Problem to work on: Please return each record below exactly, with nothing left out.

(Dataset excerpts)
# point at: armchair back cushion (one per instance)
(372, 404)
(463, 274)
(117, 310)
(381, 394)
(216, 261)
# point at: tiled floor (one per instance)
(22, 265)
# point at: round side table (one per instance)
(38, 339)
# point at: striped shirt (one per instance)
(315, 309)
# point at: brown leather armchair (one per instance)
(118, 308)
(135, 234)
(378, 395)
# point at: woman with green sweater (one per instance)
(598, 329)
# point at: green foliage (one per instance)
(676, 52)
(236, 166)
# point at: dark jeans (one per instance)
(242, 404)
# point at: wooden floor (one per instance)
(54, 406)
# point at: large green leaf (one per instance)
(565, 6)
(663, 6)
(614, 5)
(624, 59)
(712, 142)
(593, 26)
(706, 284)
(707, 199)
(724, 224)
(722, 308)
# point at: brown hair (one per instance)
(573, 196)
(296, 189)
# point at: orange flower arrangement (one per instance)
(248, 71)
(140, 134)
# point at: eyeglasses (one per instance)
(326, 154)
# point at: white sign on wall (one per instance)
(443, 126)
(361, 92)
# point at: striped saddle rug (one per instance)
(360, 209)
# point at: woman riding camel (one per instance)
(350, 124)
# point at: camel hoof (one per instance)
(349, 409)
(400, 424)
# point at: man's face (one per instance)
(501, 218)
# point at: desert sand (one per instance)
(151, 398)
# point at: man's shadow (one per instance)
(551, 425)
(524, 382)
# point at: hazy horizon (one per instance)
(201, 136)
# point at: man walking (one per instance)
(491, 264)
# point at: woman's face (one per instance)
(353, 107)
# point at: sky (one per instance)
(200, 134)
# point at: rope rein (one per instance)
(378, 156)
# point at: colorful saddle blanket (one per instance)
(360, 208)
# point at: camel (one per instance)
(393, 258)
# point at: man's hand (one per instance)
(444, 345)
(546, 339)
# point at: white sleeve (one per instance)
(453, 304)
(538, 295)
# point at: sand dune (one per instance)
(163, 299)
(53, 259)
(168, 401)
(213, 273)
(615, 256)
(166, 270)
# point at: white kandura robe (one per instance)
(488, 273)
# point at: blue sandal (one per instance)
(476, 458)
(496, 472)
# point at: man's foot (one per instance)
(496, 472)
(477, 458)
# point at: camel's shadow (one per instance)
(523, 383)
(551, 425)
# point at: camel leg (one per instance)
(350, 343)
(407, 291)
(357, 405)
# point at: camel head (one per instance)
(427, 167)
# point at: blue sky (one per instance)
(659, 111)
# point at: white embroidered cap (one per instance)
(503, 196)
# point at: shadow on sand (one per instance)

Expected output:
# point at: armchair back cushion (one per instance)
(372, 404)
(463, 274)
(117, 310)
(381, 394)
(216, 261)
# point at: tiled floor (one per instance)
(22, 265)
# point at: round side table (one per instance)
(38, 339)
# point at: striped shirt (one per instance)
(315, 309)
# point at: brown leather armchair (one per instance)
(118, 308)
(135, 234)
(378, 395)
# point at: woman with green sweater (one per instance)
(598, 329)
# point at: green foliage (one per instance)
(676, 52)
(236, 166)
# point at: dark jeans (one per instance)
(242, 404)
# point at: wooden floor (one per instance)
(54, 406)
# point at: large green leaf (one per instance)
(565, 6)
(663, 6)
(614, 5)
(624, 59)
(712, 142)
(593, 26)
(706, 284)
(707, 199)
(724, 224)
(722, 308)
# point at: brown hair (one per instance)
(573, 196)
(296, 189)
# point at: orange flower arrangement (one per instance)
(248, 71)
(140, 134)
# point at: eyeglasses (one per instance)
(326, 154)
# point at: white sign on wall (one per instance)
(443, 126)
(361, 92)
# point at: striped saddle rug (one per instance)
(360, 209)
# point at: woman riding camel (one per instance)
(350, 124)
# point at: camel hoof (one per instance)
(349, 409)
(400, 424)
# point at: man's face (one per instance)
(501, 218)
# point at: desert sand (one per instance)
(151, 398)
# point at: man's shadow (one per instance)
(551, 425)
(524, 382)
# point at: hazy horizon (one per instance)
(201, 136)
# point at: man walking (one per instance)
(491, 264)
# point at: woman's face (one per instance)
(353, 107)
# point at: sky (one per instance)
(200, 134)
# point at: rope rein (one per instance)
(378, 156)
# point at: colorful saddle blanket (one per instance)
(360, 208)
# point at: camel (one per instance)
(393, 258)
# point at: man's hand (one per instance)
(444, 345)
(546, 339)
# point at: white sleeve (one per instance)
(453, 304)
(538, 295)
# point at: sand dune (one per instance)
(163, 299)
(53, 259)
(168, 401)
(213, 273)
(615, 256)
(166, 270)
# point at: white kandura robe (one per instance)
(488, 273)
# point at: blue sandal (one per instance)
(476, 458)
(496, 472)
# point at: man's foot (one per instance)
(496, 472)
(477, 458)
# point at: camel's shadow (one per instance)
(523, 383)
(551, 425)
# point at: camel leg (one per instance)
(350, 343)
(407, 291)
(357, 405)
# point at: camel head (one per instance)
(427, 167)
# point at: blue sky (one per instance)
(659, 111)
# point at: white embroidered cap (one per instance)
(503, 196)
# point at: shadow on sand (one per instance)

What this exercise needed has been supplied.